CHECK YOUR UNDERSTANDING -
1/ Please copy the stretch from "With the new" through "the Coronavirus lockdown." from the further education article word for word.
2/ Do these statements agree with the further education article? Answer yes or no for each, quoting the words that decide it. (a) Around £500 million has been allocated to colleges for 2020/21. (b) Colleges have been hit harder by the pandemic than other sectors. (c) The 7% increase for 16 to 18 year-olds was announced this year.

With the new academic year just around the corner, teachers, support staff and students will be preparing to return college life after the Coronavirus lockdown.
During the pandemic, further education institutions quickly switched to online learning to keep supporting their students and to minimise the disruption to their education, but beyond this many also supported their local communities with food banks, accommodation for the homeless and by providing PPE.
So, what will the new academic year look like for further education?
Colleges are vital to our economic recovery in a post COVID-19 world, and as such have received significant new investment for 2020/21 with around £500 million allocated to capital, traineeships, catch-up support and an extra year for 18 and 19 year-olds. This is in addition to the 7% increase for 16 to 18 year-olds that was announced last year.
We are still in the midst of Coronavirus, with no clear endpoint. With predictions of a second wave, FE institutions could be faced with many challenges, including the risk of potential local or national lockdowns, staff that are shielding will be unable to come into colleges, managing the threat and fear of transmission of the virus amongst staff and students and the increased costs of IT equipment to support remote learning for high-risk students that may not be able to attend.
The government has committed to supporting colleges through the challenges, which can be seen in the recent spending review. Colleges have experienced a big financial hit during the pandemic, but other sectors have been hit harder and continue to be hit.
The words of support and financial investment from the government show that the role of colleges is understood and that they are an integral part of the UK economy. The return to college in September will not be an easy task, but they have proved themselves to be resilient and committed to their students, staff and local communities.
Another big challenge colleges will be tasked with in the new academic year is navigating the exam results from the summer. Never before has education been disrupted to the extent that it has during the Coronavirus pandemic and it is the further education institutions that will have to decipher and decide how the exam results will impact on the next step in students’ journeys.
Also to be considered is how the impact on the economy will affect the availability of apprenticeships and work experience placements. With the increase in redundancies and remote working, many in FE are questioning the availability of these opportunities for the next academic year and whether supply of them will be able to meet the demand.
There is some belief that the new incentives and increased redundancies will actually see an increase in the number of apprenticeships that are available as businesses look to the younger generations to help them recover and thrive post COVID-19.

DATA UNDER STUDY -
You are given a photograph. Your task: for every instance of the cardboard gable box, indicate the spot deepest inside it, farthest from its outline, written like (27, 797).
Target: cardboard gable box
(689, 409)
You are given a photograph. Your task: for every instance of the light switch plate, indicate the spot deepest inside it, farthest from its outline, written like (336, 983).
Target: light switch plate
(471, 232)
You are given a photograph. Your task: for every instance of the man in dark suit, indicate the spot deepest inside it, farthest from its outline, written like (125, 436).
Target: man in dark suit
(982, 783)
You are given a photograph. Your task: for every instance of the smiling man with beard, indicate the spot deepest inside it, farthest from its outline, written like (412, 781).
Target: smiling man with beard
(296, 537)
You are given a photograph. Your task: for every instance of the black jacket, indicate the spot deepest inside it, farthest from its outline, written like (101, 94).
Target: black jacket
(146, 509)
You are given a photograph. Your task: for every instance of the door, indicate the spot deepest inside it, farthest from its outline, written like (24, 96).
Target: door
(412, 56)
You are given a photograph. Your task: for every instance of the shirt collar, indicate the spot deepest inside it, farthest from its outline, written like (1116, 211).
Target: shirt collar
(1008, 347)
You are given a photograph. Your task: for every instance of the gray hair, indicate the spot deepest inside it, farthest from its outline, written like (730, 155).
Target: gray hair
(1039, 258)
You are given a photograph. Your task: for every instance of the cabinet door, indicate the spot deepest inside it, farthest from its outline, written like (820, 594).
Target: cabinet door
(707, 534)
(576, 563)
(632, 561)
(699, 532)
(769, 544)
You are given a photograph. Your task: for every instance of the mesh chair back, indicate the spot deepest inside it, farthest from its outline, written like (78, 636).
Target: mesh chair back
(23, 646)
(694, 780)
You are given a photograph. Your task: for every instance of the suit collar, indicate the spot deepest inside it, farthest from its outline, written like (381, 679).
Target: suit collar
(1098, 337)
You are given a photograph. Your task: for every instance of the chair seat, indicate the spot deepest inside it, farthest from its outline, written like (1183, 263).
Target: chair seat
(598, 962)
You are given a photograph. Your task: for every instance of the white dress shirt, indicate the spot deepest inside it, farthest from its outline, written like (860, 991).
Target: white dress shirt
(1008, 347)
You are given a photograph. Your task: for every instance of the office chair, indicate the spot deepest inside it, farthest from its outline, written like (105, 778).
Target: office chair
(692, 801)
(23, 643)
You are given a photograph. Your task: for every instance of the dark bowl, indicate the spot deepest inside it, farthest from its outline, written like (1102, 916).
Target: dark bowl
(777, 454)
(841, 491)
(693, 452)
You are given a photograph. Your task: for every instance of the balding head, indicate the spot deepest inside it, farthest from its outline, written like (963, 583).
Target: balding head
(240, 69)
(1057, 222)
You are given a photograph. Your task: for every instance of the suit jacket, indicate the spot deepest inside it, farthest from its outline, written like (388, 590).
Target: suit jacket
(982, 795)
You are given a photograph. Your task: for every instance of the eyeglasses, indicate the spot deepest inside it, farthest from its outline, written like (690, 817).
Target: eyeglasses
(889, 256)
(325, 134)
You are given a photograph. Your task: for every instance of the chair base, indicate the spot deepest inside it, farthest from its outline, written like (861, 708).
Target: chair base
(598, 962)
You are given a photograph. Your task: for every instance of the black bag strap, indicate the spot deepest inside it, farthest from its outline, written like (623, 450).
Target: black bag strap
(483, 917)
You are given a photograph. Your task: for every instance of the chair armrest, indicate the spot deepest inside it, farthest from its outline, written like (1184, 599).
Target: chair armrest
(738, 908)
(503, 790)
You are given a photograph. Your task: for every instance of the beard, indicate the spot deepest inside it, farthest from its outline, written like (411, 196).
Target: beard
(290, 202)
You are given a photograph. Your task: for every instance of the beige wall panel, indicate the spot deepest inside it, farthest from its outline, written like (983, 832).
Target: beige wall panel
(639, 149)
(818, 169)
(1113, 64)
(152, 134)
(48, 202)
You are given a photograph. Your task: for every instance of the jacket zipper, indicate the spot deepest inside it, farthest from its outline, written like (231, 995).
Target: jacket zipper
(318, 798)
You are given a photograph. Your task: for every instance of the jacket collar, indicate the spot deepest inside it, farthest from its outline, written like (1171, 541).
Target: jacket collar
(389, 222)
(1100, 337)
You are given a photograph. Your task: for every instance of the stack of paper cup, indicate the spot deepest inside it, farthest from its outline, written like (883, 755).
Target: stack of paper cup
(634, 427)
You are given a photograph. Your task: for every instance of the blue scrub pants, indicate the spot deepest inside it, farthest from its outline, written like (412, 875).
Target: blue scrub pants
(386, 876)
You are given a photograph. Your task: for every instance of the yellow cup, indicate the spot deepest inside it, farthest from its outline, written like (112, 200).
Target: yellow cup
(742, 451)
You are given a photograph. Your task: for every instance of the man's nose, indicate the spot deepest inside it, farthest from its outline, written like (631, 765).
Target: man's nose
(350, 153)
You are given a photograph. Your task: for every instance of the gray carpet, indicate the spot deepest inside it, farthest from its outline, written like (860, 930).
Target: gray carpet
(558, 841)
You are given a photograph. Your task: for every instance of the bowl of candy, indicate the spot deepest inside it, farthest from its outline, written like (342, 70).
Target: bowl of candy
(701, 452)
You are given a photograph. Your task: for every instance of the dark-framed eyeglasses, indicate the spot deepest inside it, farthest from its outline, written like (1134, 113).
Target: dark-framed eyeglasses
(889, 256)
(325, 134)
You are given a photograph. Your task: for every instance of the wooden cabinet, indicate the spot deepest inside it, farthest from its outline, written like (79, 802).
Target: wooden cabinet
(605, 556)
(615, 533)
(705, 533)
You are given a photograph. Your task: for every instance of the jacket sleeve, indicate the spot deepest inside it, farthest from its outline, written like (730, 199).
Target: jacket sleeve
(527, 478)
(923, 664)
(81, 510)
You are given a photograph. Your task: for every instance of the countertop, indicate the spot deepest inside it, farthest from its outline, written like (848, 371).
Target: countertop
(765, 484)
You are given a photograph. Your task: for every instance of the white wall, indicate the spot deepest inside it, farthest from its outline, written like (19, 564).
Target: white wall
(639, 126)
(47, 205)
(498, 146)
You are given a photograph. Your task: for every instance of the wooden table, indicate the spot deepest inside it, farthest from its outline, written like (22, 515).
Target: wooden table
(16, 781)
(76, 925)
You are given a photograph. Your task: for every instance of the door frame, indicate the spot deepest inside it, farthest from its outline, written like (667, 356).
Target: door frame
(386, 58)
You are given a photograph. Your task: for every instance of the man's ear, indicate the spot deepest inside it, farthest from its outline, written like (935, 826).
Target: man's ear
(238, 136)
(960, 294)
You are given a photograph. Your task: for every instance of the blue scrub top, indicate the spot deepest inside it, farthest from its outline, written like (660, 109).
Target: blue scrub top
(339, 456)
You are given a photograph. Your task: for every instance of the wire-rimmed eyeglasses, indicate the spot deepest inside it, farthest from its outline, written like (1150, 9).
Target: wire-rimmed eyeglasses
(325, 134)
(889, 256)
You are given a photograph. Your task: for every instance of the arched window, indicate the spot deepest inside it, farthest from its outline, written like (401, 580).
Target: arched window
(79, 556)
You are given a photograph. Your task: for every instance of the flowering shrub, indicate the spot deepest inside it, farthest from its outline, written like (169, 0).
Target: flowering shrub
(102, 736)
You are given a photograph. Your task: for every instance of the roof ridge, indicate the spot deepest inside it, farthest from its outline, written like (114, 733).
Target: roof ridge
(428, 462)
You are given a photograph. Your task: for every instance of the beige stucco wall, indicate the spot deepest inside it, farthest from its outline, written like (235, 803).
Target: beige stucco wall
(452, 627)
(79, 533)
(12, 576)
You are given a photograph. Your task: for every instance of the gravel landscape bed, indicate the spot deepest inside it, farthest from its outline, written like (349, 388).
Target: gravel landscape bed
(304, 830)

ANSWERS TO THE EXERCISES -
1/
With the new academic year just around the corner, teachers, support staff and students will be preparing to return college life after the Coronavirus lockdown.

2/
(a) Yes: "around £500 million allocated to capital, traineeships, catch-up support and an extra year for 18 and 19 year-olds"
(b) No: "other sectors have been hit harder and continue to be hit"
(c) No: "the 7% increase for 16 to 18 year-olds that was announced last year"